(Position annotation records)
------------------------------------------------------------

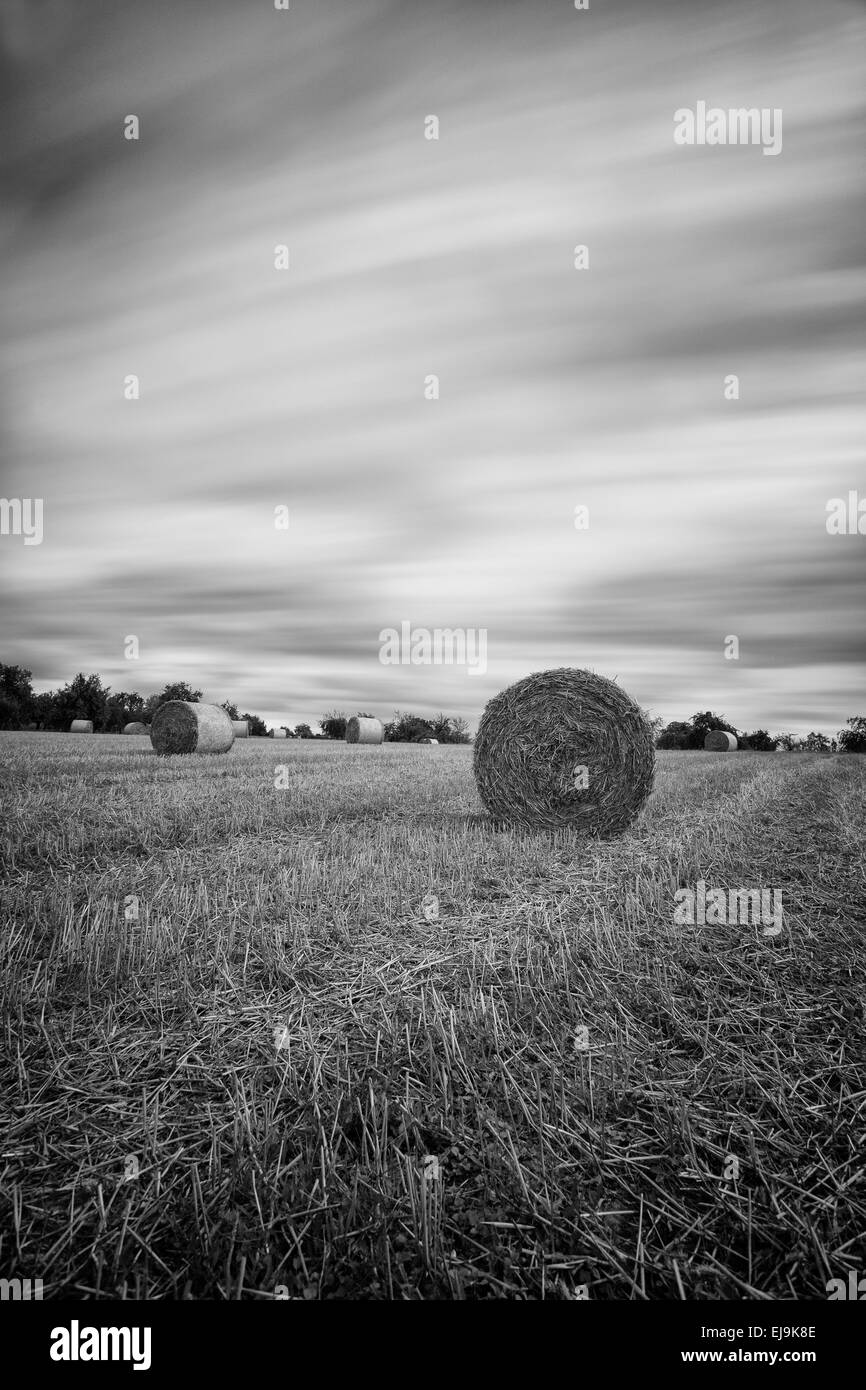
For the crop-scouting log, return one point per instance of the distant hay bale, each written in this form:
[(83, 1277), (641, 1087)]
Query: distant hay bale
[(719, 741), (565, 748), (182, 727), (362, 730)]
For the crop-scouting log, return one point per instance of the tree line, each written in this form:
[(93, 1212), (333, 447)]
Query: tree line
[(85, 697), (691, 734)]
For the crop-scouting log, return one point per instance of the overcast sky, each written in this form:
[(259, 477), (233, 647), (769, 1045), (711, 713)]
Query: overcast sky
[(407, 257)]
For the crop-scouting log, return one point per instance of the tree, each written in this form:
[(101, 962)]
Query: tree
[(674, 736), (257, 726), (334, 724), (407, 729), (121, 709), (816, 742), (759, 740), (852, 740), (175, 690), (702, 724), (45, 710), (82, 698), (15, 697)]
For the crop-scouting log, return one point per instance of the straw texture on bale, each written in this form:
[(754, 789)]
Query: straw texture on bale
[(535, 736), (719, 741), (362, 730), (182, 727)]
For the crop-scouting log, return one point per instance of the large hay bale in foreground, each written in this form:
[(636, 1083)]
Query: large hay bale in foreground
[(719, 741), (182, 727), (565, 748), (362, 730)]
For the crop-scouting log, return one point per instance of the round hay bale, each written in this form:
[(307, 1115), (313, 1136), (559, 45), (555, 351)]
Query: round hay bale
[(362, 730), (565, 748), (182, 727), (719, 741)]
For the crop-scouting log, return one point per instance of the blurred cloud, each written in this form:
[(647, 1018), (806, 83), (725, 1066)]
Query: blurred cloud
[(452, 257)]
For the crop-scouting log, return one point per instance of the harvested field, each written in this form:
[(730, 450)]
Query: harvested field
[(241, 1043)]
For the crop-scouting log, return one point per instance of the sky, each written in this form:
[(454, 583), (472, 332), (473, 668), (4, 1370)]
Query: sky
[(559, 387)]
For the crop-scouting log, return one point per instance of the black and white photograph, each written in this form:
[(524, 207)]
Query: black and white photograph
[(433, 697)]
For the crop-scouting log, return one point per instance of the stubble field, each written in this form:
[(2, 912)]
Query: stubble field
[(248, 1055)]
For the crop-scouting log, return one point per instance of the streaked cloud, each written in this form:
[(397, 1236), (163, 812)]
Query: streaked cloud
[(409, 257)]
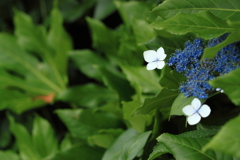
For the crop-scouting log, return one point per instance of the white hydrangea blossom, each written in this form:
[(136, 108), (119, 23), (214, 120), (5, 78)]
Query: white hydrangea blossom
[(155, 58), (195, 111)]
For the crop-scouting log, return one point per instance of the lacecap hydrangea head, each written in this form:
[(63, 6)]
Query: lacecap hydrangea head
[(199, 72)]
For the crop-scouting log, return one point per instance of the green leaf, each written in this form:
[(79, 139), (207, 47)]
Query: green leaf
[(164, 99), (43, 137), (86, 61), (129, 52), (59, 41), (158, 150), (206, 133), (132, 9), (24, 141), (142, 79), (105, 137), (117, 82), (134, 146), (137, 122), (80, 151), (66, 143), (34, 39), (106, 44), (25, 65), (142, 31), (203, 24), (212, 51), (5, 135), (8, 155), (17, 101), (103, 9), (29, 36), (84, 123), (114, 151), (83, 95), (230, 84), (170, 78), (224, 9), (180, 102), (189, 148), (227, 140)]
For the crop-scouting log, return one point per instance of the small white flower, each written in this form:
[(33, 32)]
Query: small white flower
[(155, 59), (195, 111), (219, 89)]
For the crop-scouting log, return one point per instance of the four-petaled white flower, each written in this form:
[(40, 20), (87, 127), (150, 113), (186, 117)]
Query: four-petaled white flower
[(219, 90), (195, 111), (155, 59)]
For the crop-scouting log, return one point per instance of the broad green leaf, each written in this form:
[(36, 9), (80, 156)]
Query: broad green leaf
[(43, 137), (59, 41), (168, 78), (66, 143), (17, 101), (103, 9), (77, 152), (230, 84), (142, 79), (24, 141), (84, 123), (227, 140), (117, 82), (134, 146), (163, 100), (105, 137), (199, 133), (158, 150), (5, 135), (29, 36), (203, 24), (89, 95), (180, 102), (140, 122), (129, 52), (170, 44), (132, 10), (189, 148), (211, 51), (114, 151), (34, 39), (142, 31), (224, 9), (86, 61), (26, 65), (9, 155), (104, 39)]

------------------------------------------------------------

### Task to complete
Render every line of the records above as a JSON list of strings, one string per line, with blank lines dropped. Leave the pictures out of your answer.

### Answer for this exercise
[
  "For the crop-scouting log, return one point per instance of the distant hay bale, each written in this form:",
  "[(83, 1277), (641, 1087)]",
  "Query: distant hay bale",
  "[(719, 741), (565, 748), (182, 727), (362, 730)]",
  "For the crop-scouting log, return one point per instance of the tree line, each written in this form:",
  "[(93, 1212), (333, 447)]",
  "Query: tree line",
  "[(85, 697), (691, 734)]",
  "For the crop-scouting log, return one point per instance of the overcast sky, each written in this form:",
  "[(259, 477), (233, 647), (769, 1045), (711, 713)]",
  "Query: overcast sky",
  "[(407, 257)]",
  "For the crop-scouting log, return one point per instance of the tree, each written in this form:",
  "[(101, 962)]",
  "Query: tree",
  "[(674, 736), (257, 726), (334, 724), (407, 729), (121, 709), (816, 742), (759, 740), (852, 740), (175, 690), (702, 724), (45, 710), (82, 698), (15, 697)]",
  "For the crop-scouting log, return one point per instance of the straw texture on bale, each written in this form:",
  "[(754, 789)]",
  "Query: straw texture on bale",
  "[(535, 736), (719, 741), (362, 730), (182, 727)]",
  "For the crop-scouting log, return one point per instance of the large hay bale in foreground, each written in this form:",
  "[(636, 1083)]",
  "Query: large hay bale in foreground",
  "[(719, 741), (182, 727), (565, 748), (362, 730)]",
  "For the crop-scouting log, return one point per instance of the round hay bale, each written in this form:",
  "[(307, 1115), (313, 1136), (559, 45), (555, 351)]",
  "Query: round hay bale",
  "[(362, 730), (565, 748), (182, 727), (719, 741)]",
  "For the crop-scouting log, return one point per instance of the blurred cloud, each written in this form:",
  "[(647, 1018), (806, 83), (725, 1066)]",
  "Query: blurred cloud",
  "[(452, 257)]",
  "For the crop-scouting log, return one point per instance of the harvested field, each written in this form:",
  "[(730, 450)]",
  "Query: harvested field",
  "[(241, 1043)]",
  "For the crop-scouting log, return one point per instance of the sky, each written in this form:",
  "[(454, 583), (472, 332), (473, 668), (4, 1370)]",
  "Query: sky",
  "[(559, 387)]",
  "For the crop-scouting log, return one point per instance of the black and white photograph, each written in this form:",
  "[(524, 207)]",
  "Query: black and white photograph",
  "[(433, 697)]",
  "For the crop-scouting log, return one point per instance of the stubble field, each written in this form:",
  "[(2, 912)]",
  "Query: stubble field",
  "[(248, 1055)]",
  "For the crop-scouting log, return one point per instance of the streaked cloud, each written in this form:",
  "[(397, 1236), (163, 812)]",
  "Query: streaked cloud",
  "[(409, 257)]",
  "For the crop-scouting log, return one point per instance of the white hydrangea blossom, each written in this form:",
  "[(136, 108), (119, 23), (214, 120), (5, 78)]",
  "Query: white hydrangea blossom",
  "[(155, 58), (195, 111)]",
  "For the crop-scouting log, return one point per instance of the lacecap hydrangea head, each written in this form:",
  "[(63, 6)]",
  "Query: lacecap hydrangea head",
  "[(199, 72)]",
  "For the crop-scouting log, return one point per instance of the green leaf, each written in this form:",
  "[(79, 139), (207, 47)]",
  "Query: green leaf",
  "[(164, 99), (43, 137), (86, 61), (129, 52), (59, 41), (158, 150), (206, 133), (132, 9), (24, 141), (142, 79), (105, 137), (117, 82), (134, 146), (137, 122), (80, 151), (66, 143), (34, 39), (106, 44), (25, 65), (142, 31), (203, 24), (212, 51), (5, 135), (8, 155), (17, 101), (103, 9), (29, 36), (84, 123), (114, 151), (83, 95), (230, 84), (170, 78), (224, 9), (180, 102), (189, 148), (227, 140)]",
  "For the crop-scouting log, return one point per instance of the small white flower, each written in this form:",
  "[(33, 32)]",
  "Query: small white flower",
  "[(155, 59), (195, 111), (219, 89)]",
  "For the crop-scouting log, return one point per instance of the four-petaled white flower, each written in this form:",
  "[(40, 20), (87, 127), (150, 113), (186, 117)]",
  "Query: four-petaled white flower",
  "[(219, 90), (195, 111), (155, 59)]",
  "For the crop-scouting log, return one point per instance of the broad green leaf, each written in this form:",
  "[(36, 9), (80, 156)]",
  "Query: broad green leaf",
  "[(43, 137), (59, 41), (168, 78), (66, 143), (17, 101), (103, 9), (77, 152), (230, 84), (142, 79), (24, 141), (84, 123), (227, 140), (117, 82), (134, 146), (163, 100), (105, 137), (199, 133), (158, 150), (5, 135), (29, 36), (203, 24), (89, 95), (180, 102), (140, 122), (129, 52), (170, 44), (132, 10), (189, 148), (211, 51), (114, 151), (34, 39), (142, 31), (224, 9), (86, 61), (26, 65), (9, 155), (104, 39)]"
]